Task item -
Retype all of the lines below with no changes.

————————

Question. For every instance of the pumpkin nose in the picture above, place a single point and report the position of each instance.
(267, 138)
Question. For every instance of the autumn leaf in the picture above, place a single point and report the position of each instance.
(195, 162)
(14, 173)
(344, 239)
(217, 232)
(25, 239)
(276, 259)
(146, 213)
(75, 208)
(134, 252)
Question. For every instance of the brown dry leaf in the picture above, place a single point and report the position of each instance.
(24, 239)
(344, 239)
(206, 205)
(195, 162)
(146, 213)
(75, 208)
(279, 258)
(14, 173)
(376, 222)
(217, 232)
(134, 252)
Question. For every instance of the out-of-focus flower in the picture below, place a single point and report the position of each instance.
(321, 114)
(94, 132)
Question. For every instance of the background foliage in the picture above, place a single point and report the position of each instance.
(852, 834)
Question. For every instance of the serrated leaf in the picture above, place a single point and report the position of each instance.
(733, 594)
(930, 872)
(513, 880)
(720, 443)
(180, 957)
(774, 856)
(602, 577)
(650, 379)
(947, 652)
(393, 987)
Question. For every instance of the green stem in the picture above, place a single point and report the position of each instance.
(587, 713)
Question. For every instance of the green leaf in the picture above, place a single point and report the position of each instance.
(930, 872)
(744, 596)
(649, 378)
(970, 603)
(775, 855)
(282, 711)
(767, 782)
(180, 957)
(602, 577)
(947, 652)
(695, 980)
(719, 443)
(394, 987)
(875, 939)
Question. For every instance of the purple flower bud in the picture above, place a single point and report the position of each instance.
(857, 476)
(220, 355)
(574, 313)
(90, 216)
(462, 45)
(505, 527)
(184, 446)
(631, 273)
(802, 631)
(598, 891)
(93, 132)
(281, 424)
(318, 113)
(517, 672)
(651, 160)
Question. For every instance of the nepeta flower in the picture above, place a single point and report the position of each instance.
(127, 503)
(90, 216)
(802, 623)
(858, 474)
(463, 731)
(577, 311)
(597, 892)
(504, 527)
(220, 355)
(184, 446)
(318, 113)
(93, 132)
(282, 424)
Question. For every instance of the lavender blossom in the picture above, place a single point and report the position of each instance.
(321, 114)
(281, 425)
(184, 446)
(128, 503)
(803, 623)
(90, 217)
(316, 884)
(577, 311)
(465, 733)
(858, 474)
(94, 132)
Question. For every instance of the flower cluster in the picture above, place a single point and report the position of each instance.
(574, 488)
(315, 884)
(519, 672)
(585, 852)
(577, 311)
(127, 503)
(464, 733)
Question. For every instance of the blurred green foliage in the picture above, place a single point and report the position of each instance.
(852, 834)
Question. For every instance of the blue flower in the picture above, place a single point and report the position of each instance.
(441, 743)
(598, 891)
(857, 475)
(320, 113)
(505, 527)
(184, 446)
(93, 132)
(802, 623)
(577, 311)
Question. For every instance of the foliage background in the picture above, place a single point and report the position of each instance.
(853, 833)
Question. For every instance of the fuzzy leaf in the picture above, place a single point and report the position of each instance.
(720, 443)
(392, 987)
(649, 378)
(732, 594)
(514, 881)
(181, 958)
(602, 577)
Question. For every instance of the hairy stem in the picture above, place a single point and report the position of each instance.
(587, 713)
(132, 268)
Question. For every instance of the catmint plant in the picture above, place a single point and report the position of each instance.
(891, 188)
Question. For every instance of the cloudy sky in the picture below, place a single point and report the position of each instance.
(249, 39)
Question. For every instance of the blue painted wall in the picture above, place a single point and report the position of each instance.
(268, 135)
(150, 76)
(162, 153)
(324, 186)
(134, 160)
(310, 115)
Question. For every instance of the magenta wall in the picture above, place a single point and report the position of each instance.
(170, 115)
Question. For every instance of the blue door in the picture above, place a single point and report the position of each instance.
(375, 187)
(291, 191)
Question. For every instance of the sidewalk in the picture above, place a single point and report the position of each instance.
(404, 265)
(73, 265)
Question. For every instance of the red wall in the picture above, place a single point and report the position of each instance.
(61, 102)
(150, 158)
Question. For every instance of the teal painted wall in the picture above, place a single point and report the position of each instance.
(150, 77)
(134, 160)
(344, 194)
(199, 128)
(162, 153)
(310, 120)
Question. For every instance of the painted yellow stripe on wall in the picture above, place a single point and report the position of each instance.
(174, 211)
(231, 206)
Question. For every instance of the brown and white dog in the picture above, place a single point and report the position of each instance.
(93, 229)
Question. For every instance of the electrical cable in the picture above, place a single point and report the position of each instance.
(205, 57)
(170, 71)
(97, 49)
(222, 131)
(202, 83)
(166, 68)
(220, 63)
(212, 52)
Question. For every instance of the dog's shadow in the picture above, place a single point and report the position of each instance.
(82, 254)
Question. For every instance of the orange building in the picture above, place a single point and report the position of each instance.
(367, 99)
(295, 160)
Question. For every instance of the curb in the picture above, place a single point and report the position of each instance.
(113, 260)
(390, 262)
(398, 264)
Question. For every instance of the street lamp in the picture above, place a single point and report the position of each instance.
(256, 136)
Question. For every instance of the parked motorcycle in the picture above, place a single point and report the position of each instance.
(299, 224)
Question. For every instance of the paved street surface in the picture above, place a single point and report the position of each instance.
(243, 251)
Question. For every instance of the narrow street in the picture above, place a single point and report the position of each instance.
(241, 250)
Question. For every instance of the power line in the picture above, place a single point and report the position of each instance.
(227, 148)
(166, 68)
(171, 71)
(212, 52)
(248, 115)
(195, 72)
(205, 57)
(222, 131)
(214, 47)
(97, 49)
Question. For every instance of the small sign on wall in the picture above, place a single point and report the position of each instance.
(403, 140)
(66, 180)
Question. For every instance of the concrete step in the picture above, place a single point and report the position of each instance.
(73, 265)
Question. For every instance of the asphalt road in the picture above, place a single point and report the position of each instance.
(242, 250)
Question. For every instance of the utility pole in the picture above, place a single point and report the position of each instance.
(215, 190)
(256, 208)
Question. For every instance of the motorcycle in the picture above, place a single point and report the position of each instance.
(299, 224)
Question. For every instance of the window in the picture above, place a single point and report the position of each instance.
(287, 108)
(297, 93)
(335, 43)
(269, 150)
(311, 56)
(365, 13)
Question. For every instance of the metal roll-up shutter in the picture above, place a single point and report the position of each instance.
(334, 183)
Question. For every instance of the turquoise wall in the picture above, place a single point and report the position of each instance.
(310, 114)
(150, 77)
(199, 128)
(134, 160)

————————

Completed exercise -
Question. For every instance of the pumpkin nose in the picture above, place a single point and report the position of each instance.
(267, 138)
Question. For every instance of the autumn leaf in the picture above, place a single point and report the position of each instance.
(195, 162)
(14, 173)
(344, 239)
(217, 232)
(25, 239)
(276, 259)
(146, 213)
(75, 208)
(134, 252)
Question. For every instance of the brown dry leaf in the picture above, place a single point and report the position of each instance.
(24, 239)
(344, 239)
(206, 205)
(195, 162)
(146, 213)
(75, 208)
(279, 258)
(14, 173)
(376, 222)
(217, 232)
(134, 252)
Question. For every instance of the out-of-focus flower in the picture below, place a single point and report the position of each instance.
(321, 114)
(94, 132)
Question. For every instance of the background foliage in the picture above, place a single point and report the position of each instance.
(852, 834)
Question. For every instance of the serrated leaf in the picture above, place a single point and report the position of each instance.
(733, 594)
(930, 872)
(513, 880)
(720, 443)
(180, 957)
(774, 856)
(602, 577)
(650, 379)
(947, 652)
(393, 987)
Question. For every instance of the green stem in the picture above, place a single point and report the position of each instance.
(587, 713)
Question. For every instance of the green leaf in the picture above, place a single point and report the position of each instance.
(930, 872)
(744, 596)
(649, 378)
(970, 603)
(775, 855)
(282, 711)
(767, 782)
(180, 957)
(602, 577)
(947, 652)
(695, 980)
(719, 443)
(394, 987)
(875, 939)
Question. For every instance of the purple flower bud in the picture above, place a single point and report the position of each instance.
(857, 476)
(220, 355)
(574, 313)
(90, 216)
(462, 45)
(505, 527)
(184, 446)
(631, 273)
(802, 631)
(598, 891)
(93, 132)
(281, 424)
(318, 113)
(517, 672)
(651, 160)
Question. For every instance of the nepeta flower in the picture above, place a single point and report the position of each instance.
(127, 503)
(90, 216)
(802, 623)
(858, 474)
(463, 731)
(577, 311)
(597, 892)
(504, 527)
(220, 355)
(184, 446)
(318, 113)
(93, 132)
(282, 424)
Question. For every instance of the lavender blossom in the picture above, place a single point and report the position of each instance.
(321, 114)
(281, 425)
(184, 446)
(128, 503)
(803, 623)
(90, 217)
(316, 884)
(577, 311)
(465, 733)
(858, 474)
(94, 132)
Question. For every instance of the flower cluster in the picture above, place a single point and report the position of each instance.
(574, 488)
(315, 884)
(519, 672)
(585, 852)
(577, 311)
(127, 503)
(464, 733)
Question. For every instance of the blurred green foliage in the picture above, place a single point and report the position of each instance.
(852, 834)
Question. For every instance of the blue flower in the picture above, place a single point and report the position of each instance.
(441, 743)
(598, 891)
(857, 475)
(320, 113)
(505, 527)
(184, 446)
(93, 132)
(802, 623)
(577, 311)
Question. For every instance of the foliage background in the picture above, place a single point and report the position of each instance.
(853, 833)
Question. For every instance of the fuzzy leaf in the picture above, place a single point and report the position of each instance.
(720, 443)
(392, 987)
(649, 378)
(732, 594)
(514, 881)
(181, 958)
(602, 577)
Question. For every instance of the hairy stem in the picture above, place a single point and report the position of each instance.
(587, 713)
(132, 268)
Question. For every instance of the catmint plant in the picture above, place a single point and report the position of each instance.
(891, 188)
Question. For every instance of the cloudy sky in the picture below, place a single point and report the position of each instance.
(249, 39)
Question. For every instance of the blue painted wall in the picture above, place a single point and report the position of each instance.
(268, 135)
(150, 76)
(162, 153)
(324, 186)
(134, 160)
(310, 115)
Question. For every instance of the magenta wall in the picture above, place a single point and report the position of each instance.
(170, 115)
Question. For every instance of the blue door in the picture above, place a single point and report the position of each instance.
(375, 187)
(291, 191)
Question. For every instance of the sidewalk in the picture above, place a single point and report the position of each instance.
(404, 265)
(73, 265)
Question. For every instance of the red wall in the picture above, place a single point and report the position of each instance.
(61, 102)
(150, 158)
Question. For every instance of the teal painted wall in the picture above, place a single point and report the position of each instance.
(150, 77)
(134, 160)
(344, 194)
(199, 128)
(162, 153)
(310, 120)
Question. For every instance of the painted yellow stripe on wall in the picture above, place a single point and report the position of each instance.
(174, 211)
(231, 206)
Question. For every instance of the brown and white dog in the picture above, place a single point and report the position of each instance.
(93, 229)
Question. For every instance of the electrical cable in the picture above, place a single point and report the position of each instance.
(205, 57)
(170, 71)
(97, 49)
(222, 131)
(202, 83)
(166, 68)
(220, 63)
(212, 52)
Question. For every instance of the dog's shadow in the picture above, place a single point and report the position of each instance.
(82, 254)
Question. For every instance of the orange building in the picture above, place a single point and report the position of each instance.
(367, 99)
(295, 160)
Question. For every instance of the curb in the picture above, place a single point and report the position of each instance.
(113, 260)
(390, 262)
(398, 264)
Question. For every instance of the street lamp in the picture above, place a single point and report the position of each instance.
(256, 136)
Question. For every instance of the parked motorcycle in the picture above, place a single point and report the position of each instance.
(299, 224)
Question. For every instance of the paved street surface in the picture above, place a single point and report the position of each instance.
(243, 251)
Question. For every instance of the narrow street in the picture above, place a single point and report the position of each instance.
(241, 250)
Question. For every instance of the power line in the picture above, place a single point and report the position of each instance.
(227, 148)
(166, 68)
(171, 71)
(212, 52)
(248, 115)
(195, 72)
(205, 57)
(222, 131)
(214, 47)
(97, 49)
Question. For every instance of the small sign on wall in the picture above, place a single point and report the position of each instance.
(403, 140)
(66, 180)
Question. For every instance of the concrete step in the picture above, place a single point and report the position of each instance.
(73, 265)
Question. For every instance of the asphalt road in the picture above, place a single point and report the position of each instance.
(242, 250)
Question. For every instance of the utility pole in the picture above, place a single point and report the position of each instance.
(215, 190)
(256, 208)
Question. For every instance of the motorcycle in the picture above, place a single point and report the position of each instance.
(299, 224)
Question. For every instance of the window in the picture above, place a single point and report the position of each instance.
(287, 108)
(297, 93)
(335, 43)
(269, 150)
(311, 56)
(365, 13)
Question. For every instance of the metal roll-up shutter in the picture above, place a single point and report the position of each instance.
(334, 183)
Question. For every instance of the turquoise wall in the picture above, place a single point and report the position of each instance.
(310, 114)
(150, 77)
(199, 128)
(134, 160)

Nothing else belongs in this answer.